■ **Wybrany fragment**
Sukces zbrodni na klimacie

czyli ciepłe słowa o zimnej Kopenhadze

Do Kopenhagi zjechały niedawno tabuny zawodowych ekologów aby wziąć udział w wystawnym party. Przedstawiciele 200 krajów tłumnie skorzystali z okazji aby przez trzy tygodnie byczyć się w duńskiej stolicy pod pretekstem walki o klimat, znanej również pod nazwą globalnego ocipienia. Walczono oczywiście na koszt podatnika, który dopiero pod koniec party miał się dowiedzieć ile naprawdę będzie musiał łożyć tłustym kotom w Goldman Sucks i ich globalnej franszyzie carbon credits. O co zresztą w tym globalnym ocipieniu tak naprawdę chodzi w pierwszym rzędzie. Wszystko to oczywiście dla twojego dobra bo inaczej będzie za ciepło.

Na szczęście w sukurs planecie i rozsądkowi, nie mówiąc już o podatniku, przyszła natura, która dmuchnęła syberyjskim mrozem po Europie. Nic dziwnego że dyskusje zawodowych ekologów, w większości z krajów gdzie chodzi się w szortach i koszulkach z krótkim rękawem, jakoś dziwnie się nie kleiły. Zaiste, trudno nawijać o ociepleniu w sytuacji gdy szorty przymarzają do konferencyjnego krzesła. W tej sytuacji większość delegatów uznała że lepszy jest brak przełomu i salwowanie się ucieczką w cieplejsze pielesze niż ryzykowanie odmrożenia sobie mniej reprezentacyjnej części ciała w dalekiej Kopenhadze.

■ **Zadanie 1**
Wypisz wszystkie angielskie słowa i wyrażenia z fragmentu o szczycie klimatycznym w Kopenhadze, każde tylko raz.

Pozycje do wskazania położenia
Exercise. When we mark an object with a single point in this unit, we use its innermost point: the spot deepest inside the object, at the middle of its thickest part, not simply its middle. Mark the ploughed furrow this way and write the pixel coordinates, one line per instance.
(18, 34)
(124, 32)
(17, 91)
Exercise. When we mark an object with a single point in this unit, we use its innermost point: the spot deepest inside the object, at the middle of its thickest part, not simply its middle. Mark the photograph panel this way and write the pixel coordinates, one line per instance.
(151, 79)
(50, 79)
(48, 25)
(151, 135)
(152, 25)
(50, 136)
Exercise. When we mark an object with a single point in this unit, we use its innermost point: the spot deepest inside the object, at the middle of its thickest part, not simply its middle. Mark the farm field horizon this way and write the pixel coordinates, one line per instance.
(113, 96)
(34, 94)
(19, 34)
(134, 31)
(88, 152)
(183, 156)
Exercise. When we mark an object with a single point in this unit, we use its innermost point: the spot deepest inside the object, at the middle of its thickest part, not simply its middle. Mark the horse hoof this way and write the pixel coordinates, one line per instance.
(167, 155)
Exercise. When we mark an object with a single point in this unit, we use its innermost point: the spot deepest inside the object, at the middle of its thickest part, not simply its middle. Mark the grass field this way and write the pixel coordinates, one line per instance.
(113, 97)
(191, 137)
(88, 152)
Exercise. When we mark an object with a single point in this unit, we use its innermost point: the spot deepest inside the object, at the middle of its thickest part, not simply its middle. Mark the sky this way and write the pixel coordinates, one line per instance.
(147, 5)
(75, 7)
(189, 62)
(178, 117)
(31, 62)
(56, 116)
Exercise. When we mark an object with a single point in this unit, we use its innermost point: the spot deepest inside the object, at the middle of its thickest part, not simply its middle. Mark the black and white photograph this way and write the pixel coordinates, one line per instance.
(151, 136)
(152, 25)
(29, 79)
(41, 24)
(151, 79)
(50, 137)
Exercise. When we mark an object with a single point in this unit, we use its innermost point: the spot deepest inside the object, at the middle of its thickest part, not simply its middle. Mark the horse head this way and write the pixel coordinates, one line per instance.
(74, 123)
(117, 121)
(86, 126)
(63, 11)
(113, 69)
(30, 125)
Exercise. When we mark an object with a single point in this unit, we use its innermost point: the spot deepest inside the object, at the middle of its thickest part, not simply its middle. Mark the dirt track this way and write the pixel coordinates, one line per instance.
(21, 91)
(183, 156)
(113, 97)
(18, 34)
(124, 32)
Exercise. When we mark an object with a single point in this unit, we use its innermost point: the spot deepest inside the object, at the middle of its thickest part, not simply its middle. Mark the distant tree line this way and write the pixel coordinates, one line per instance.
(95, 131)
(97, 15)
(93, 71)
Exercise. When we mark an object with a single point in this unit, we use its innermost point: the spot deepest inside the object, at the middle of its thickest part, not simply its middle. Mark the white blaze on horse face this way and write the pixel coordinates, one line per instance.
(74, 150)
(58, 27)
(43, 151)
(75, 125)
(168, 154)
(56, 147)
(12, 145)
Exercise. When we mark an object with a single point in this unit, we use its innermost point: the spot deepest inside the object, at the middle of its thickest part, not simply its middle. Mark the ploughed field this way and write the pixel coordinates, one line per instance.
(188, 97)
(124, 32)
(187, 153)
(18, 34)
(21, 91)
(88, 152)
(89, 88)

■ **Zadanie 2**
Proszę wskazać wszystkie wiersze pozycji, w których występuje słowo "horse", i przepisać każdy z nich w całości.

■ **Odpowiedź 1**
party
Goldman Sucks
carbon credits

■ **Odpowiedź 2**
Exercise. When we mark an object with a single point in this unit, we use its innermost point: the spot deepest inside the object, at the middle of its thickest part, not simply its middle. Mark the horse hoof this way and write the pixel coordinates, one line per instance.
Exercise. When we mark an object with a single point in this unit, we use its innermost point: the spot deepest inside the object, at the middle of its thickest part, not simply its middle. Mark the horse head this way and write the pixel coordinates, one line per instance.
Exercise. When we mark an object with a single point in this unit, we use its innermost point: the spot deepest inside the object, at the middle of its thickest part, not simply its middle. Mark the white blaze on horse face this way and write the pixel coordinates, one line per instance.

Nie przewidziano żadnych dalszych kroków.